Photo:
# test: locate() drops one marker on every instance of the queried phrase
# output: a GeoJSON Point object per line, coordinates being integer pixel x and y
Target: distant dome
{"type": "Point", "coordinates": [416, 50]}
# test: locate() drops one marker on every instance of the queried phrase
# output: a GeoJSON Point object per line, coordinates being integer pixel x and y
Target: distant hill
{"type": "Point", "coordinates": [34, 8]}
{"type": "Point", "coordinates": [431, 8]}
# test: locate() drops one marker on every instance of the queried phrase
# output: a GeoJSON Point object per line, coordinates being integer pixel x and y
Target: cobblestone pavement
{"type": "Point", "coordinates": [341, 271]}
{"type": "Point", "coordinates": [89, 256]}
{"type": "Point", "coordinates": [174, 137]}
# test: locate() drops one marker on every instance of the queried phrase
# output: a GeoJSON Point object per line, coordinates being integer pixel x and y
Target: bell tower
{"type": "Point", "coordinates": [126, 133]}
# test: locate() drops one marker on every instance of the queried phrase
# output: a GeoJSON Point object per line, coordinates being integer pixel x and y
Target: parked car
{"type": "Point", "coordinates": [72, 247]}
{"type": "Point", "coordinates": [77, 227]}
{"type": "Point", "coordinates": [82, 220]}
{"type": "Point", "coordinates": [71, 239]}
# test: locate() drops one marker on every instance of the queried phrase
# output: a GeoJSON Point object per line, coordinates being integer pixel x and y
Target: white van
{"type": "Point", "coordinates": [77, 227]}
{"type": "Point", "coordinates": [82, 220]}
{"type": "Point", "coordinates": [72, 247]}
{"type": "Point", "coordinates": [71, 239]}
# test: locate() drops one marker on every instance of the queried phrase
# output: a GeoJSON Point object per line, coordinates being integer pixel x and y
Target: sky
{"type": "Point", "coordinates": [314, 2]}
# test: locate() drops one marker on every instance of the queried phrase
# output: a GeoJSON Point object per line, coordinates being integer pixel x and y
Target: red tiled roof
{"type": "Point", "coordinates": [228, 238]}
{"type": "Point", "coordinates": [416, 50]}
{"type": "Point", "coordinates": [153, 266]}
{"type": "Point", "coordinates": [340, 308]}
- - - - -
GIVEN EXERCISE: Extract the full listing above without altering anything.

THE COMPLETED TASK:
Photo:
# test: locate() drops one marker on every instance of the queried phrase
# output: a GeoJSON Point object per line, coordinates being integer pixel x and y
Target: distant dome
{"type": "Point", "coordinates": [416, 50]}
# test: locate() drops one marker on every instance of the queried phrase
# output: a GeoJSON Point object per line, coordinates being integer pixel x and y
Target: distant hill
{"type": "Point", "coordinates": [34, 8]}
{"type": "Point", "coordinates": [431, 8]}
# test: locate() drops one marker on every instance of the queried phrase
# output: a GeoJSON Point object per line, coordinates being integer pixel x and y
Target: cobblestone pavement
{"type": "Point", "coordinates": [341, 271]}
{"type": "Point", "coordinates": [89, 256]}
{"type": "Point", "coordinates": [174, 137]}
# test: locate() drops one marker on every instance of the queried phrase
# output: a GeoJSON Point object per line, coordinates being integer pixel x and y
Target: bell tower
{"type": "Point", "coordinates": [126, 133]}
# test: locate() drops one marker on every instance of the queried phrase
# output: a GeoJSON Point object per line, coordinates being integer pixel x and y
Target: parked car
{"type": "Point", "coordinates": [72, 247]}
{"type": "Point", "coordinates": [77, 227]}
{"type": "Point", "coordinates": [82, 220]}
{"type": "Point", "coordinates": [71, 239]}
# test: locate() drops one marker on every instance of the queried phrase
# output: a GeoJSON Point object per line, coordinates being integer pixel x and y
Target: white van
{"type": "Point", "coordinates": [77, 227]}
{"type": "Point", "coordinates": [82, 220]}
{"type": "Point", "coordinates": [72, 247]}
{"type": "Point", "coordinates": [71, 239]}
# test: locate() drops one marker on every instance of the queried phrase
# output: a GeoJSON Point object per line, coordinates being integer pixel x and y
Target: sky
{"type": "Point", "coordinates": [314, 2]}
# test: locate() drops one marker on every instance of the queried phrase
# output: a GeoJSON Point object per line, coordinates being integer pixel x and y
Target: red tiled roof
{"type": "Point", "coordinates": [228, 238]}
{"type": "Point", "coordinates": [416, 50]}
{"type": "Point", "coordinates": [153, 266]}
{"type": "Point", "coordinates": [340, 308]}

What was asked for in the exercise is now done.